## What the task asks
Give back the full listing exactly as written.

*** Begin section ***

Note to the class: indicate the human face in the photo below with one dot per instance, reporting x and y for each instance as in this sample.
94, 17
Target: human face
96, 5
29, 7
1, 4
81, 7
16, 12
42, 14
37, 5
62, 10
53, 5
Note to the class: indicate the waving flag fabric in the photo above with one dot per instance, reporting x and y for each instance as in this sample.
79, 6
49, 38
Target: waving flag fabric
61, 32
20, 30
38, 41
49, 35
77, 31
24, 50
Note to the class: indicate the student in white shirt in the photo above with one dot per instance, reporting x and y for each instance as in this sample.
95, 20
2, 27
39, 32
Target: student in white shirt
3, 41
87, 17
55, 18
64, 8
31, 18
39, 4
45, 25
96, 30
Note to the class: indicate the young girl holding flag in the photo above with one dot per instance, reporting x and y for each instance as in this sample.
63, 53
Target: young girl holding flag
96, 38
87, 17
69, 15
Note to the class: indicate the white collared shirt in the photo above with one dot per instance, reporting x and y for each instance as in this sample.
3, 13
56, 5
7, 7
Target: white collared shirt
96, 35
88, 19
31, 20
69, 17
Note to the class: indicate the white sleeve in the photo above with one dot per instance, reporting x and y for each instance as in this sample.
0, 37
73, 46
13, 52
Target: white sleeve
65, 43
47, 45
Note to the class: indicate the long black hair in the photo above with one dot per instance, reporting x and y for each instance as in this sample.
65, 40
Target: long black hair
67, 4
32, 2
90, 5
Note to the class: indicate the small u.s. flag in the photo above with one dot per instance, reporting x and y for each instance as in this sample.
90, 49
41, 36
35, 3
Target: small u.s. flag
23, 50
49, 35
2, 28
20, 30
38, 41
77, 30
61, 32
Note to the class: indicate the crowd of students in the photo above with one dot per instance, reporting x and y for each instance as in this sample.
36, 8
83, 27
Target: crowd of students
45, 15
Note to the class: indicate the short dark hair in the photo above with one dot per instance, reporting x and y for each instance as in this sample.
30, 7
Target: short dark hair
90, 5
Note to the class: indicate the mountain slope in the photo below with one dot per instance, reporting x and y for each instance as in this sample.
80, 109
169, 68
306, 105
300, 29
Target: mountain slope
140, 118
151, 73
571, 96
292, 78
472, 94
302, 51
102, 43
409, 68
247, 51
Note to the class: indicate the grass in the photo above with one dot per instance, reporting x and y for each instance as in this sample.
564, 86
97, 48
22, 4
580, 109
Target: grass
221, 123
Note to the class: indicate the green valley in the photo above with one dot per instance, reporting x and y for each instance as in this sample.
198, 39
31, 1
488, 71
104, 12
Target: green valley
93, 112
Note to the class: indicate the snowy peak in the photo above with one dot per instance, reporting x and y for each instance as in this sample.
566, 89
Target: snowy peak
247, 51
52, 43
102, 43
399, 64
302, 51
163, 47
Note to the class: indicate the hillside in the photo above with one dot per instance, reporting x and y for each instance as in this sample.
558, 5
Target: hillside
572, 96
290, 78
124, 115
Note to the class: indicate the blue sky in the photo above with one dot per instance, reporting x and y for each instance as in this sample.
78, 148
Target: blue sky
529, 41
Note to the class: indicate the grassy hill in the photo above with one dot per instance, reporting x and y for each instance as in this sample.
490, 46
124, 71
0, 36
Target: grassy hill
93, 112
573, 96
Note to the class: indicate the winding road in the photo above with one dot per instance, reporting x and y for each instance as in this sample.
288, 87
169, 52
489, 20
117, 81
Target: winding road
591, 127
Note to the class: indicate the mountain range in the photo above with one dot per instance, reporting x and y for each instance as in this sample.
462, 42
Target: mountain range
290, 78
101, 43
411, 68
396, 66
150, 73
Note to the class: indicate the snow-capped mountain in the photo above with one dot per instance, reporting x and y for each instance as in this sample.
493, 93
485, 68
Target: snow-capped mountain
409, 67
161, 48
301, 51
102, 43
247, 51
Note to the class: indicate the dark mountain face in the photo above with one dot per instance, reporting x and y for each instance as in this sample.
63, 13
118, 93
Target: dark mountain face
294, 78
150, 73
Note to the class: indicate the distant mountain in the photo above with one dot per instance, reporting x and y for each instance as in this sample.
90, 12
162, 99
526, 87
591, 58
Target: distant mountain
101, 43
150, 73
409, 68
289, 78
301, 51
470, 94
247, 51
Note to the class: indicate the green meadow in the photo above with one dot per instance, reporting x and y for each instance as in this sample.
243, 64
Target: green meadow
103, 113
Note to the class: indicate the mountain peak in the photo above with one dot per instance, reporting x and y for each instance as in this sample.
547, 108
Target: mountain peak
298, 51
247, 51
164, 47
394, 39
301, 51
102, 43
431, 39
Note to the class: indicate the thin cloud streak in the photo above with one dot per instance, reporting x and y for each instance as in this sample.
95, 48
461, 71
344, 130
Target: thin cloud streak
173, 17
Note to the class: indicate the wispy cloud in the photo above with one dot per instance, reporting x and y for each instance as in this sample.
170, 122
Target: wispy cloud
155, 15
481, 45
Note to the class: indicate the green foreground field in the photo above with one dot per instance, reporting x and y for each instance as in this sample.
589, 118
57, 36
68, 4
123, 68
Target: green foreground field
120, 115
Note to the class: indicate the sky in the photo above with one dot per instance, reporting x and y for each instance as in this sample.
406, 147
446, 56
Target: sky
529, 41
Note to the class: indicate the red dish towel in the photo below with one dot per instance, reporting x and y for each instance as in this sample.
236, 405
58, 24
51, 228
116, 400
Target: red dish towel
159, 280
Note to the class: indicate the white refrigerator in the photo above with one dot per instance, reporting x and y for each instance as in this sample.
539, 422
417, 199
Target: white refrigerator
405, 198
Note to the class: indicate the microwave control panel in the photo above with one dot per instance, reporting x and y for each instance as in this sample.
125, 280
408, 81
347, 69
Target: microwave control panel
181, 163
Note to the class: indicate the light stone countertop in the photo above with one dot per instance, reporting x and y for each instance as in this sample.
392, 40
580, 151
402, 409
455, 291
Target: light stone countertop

*** End section ***

## Exercise result
Note to the class: indicate the human face in the photo below with one dot per instance, reporting x and y for each instance as in this sample.
94, 17
Target: human face
96, 5
29, 7
1, 4
81, 7
16, 12
42, 14
37, 5
62, 10
53, 5
Note to the class: indicate the waving flag fabric in the photo above with one dot per instance, reporting x and y for each instance as in this sample.
79, 6
49, 38
Target: waving flag fabric
61, 32
20, 30
38, 41
49, 35
77, 31
24, 50
Note to the class: indicate the student in white shirt in the photo above with one dot per instance, reporting x and y for each instance as in this sample.
95, 20
2, 27
39, 32
Target: student in white shirt
3, 41
87, 17
55, 18
64, 8
31, 18
39, 4
45, 25
96, 30
Note to the class: indicate the young girl holding flag in the photo above with one dot per instance, reporting x and y for each instance as in this sample.
63, 53
Target: young girl holding flag
96, 38
87, 17
69, 15
Note to the class: indicate the white collared shirt in the photo above with one dot per instance, reporting x and y for each instance as in this sample.
3, 13
56, 5
7, 7
Target: white collared shirt
96, 35
88, 19
31, 20
69, 17
Note to the class: indicate the white sleeve in the photo above with one dot per instance, reporting x and y for each instance as in this sample.
0, 37
73, 46
13, 52
Target: white sleeve
65, 43
47, 45
Note to the class: indicate the long black hair in the photo above with one dot per instance, reporting x and y for each instance as in this sample.
65, 40
Target: long black hair
67, 4
32, 2
90, 5
Note to the class: indicate the small u.s. flag in the photo above with one dot per instance, reporting x and y for each instance as in this sample.
90, 49
41, 36
35, 3
Target: small u.s. flag
23, 50
49, 35
2, 28
20, 30
38, 41
77, 30
61, 32
Note to the class: indicate the crowd of students in the photo above with one dot per instance, reporting x and y for each instance as in this sample.
36, 8
83, 27
Target: crowd of students
45, 15
Note to the class: indicate the short dark hair in the photo above with one dot per instance, reporting x and y for each instance as in this sample.
30, 7
Target: short dark hair
90, 5
Note to the class: indicate the mountain slope in the photo below with one dot per instance, reporting x and y for each instance as in this sample.
80, 109
169, 68
306, 105
300, 29
Target: mountain slope
140, 118
151, 73
571, 96
292, 78
472, 94
302, 51
102, 43
409, 68
247, 51
Note to the class: indicate the grass in the photo above with one dot per instance, reporting x and y for each instance as in this sample.
564, 86
97, 48
22, 4
580, 109
Target: grass
221, 123
Note to the class: indicate the green valley in the photo above with one dot per instance, reporting x and y for each instance as in this sample.
198, 39
31, 1
488, 71
104, 12
Target: green valley
93, 112
Note to the class: indicate the snowy peak in the photo above with one dot per instance, reporting x and y for each instance as in this sample.
566, 89
Target: snowy peak
247, 51
52, 43
102, 43
399, 64
302, 51
163, 47
Note to the class: indicate the hillside in the photo above with one dot per instance, reporting x and y for each instance as in this sample.
558, 5
Target: hillside
572, 96
290, 78
124, 115
Note to the class: indicate the blue sky in the photo above with one dot per instance, reporting x and y for each instance as in this sample.
78, 148
Target: blue sky
529, 41
Note to the class: indicate the grassy hill in the photo above with one dot per instance, reporting x and y for each instance as in this sample.
490, 46
124, 71
0, 36
Target: grassy hill
93, 112
573, 96
Note to the class: indicate the winding road in the photo above with one dot per instance, reporting x and y for each instance as in this sample.
288, 87
169, 52
489, 20
117, 81
Target: winding road
591, 127
Note to the class: indicate the mountain range in the photo above with one dot per instance, reporting x and y for each instance as in this sample.
462, 42
Target: mountain range
290, 78
101, 43
411, 68
396, 66
150, 73
Note to the class: indicate the snow-capped mountain in the photo above with one dot per instance, reporting x and y for each instance as in this sample.
493, 93
485, 68
Target: snow-capped mountain
409, 67
161, 48
301, 51
102, 43
247, 51
Note to the class: indicate the dark mountain face in the photo above with one dot per instance, reporting x and y for each instance as in this sample.
63, 13
118, 93
Target: dark mountain face
294, 78
150, 73
Note to the class: indicate the distant mountain in the photo above with one dot per instance, reporting x and y for each instance as in this sample.
90, 12
162, 99
526, 87
591, 58
Target: distant mountain
101, 43
150, 73
409, 68
289, 78
301, 51
470, 94
247, 51
Note to the class: indicate the green meadow in the photo above with one dot per instance, reporting x and y for each instance as in this sample.
243, 64
Target: green meadow
103, 113
Note to the class: indicate the mountain peak in the photo above with one dot per instance, reporting x and y for each instance as in this sample.
547, 108
Target: mountain peak
298, 51
247, 51
164, 47
394, 39
301, 51
102, 43
431, 39
Note to the class: indicate the thin cloud streak in the photo above with one dot per instance, reporting x and y for each instance as in this sample.
95, 48
461, 71
344, 130
Target: thin cloud streak
173, 17
Note to the class: indicate the wispy cloud in the photo above with one dot per instance, reporting x and y for each instance as in this sample.
170, 122
Target: wispy cloud
155, 15
481, 45
Note to the class: indicate the green foreground field in the photo above with one dot per instance, reporting x and y for each instance as in this sample.
589, 118
57, 36
68, 4
123, 68
Target: green foreground field
120, 115
Note to the class: indicate the sky in the photo above with one dot per instance, reporting x and y for each instance as in this sample.
406, 147
446, 56
Target: sky
529, 41
Note to the class: indicate the red dish towel in the photo below with one dot per instance, reporting x and y for each instance as in this sample.
236, 405
58, 24
51, 228
116, 400
Target: red dish towel
159, 280
Note to the class: indicate the white refrigerator in the photo above with one dot per instance, reporting x and y for each instance as in this sample.
539, 422
417, 199
Target: white refrigerator
405, 198
Note to the class: indicate the microwave control panel in the photo above with one dot per instance, reporting x and y for each instance as in this sample.
125, 280
408, 81
347, 69
Target: microwave control panel
181, 163
Note to the class: indicate the light stone countertop in the photo above with one dot per instance, reporting x and y for each instance as in this sample.
392, 40
580, 151
402, 409
455, 291
Target: light stone countertop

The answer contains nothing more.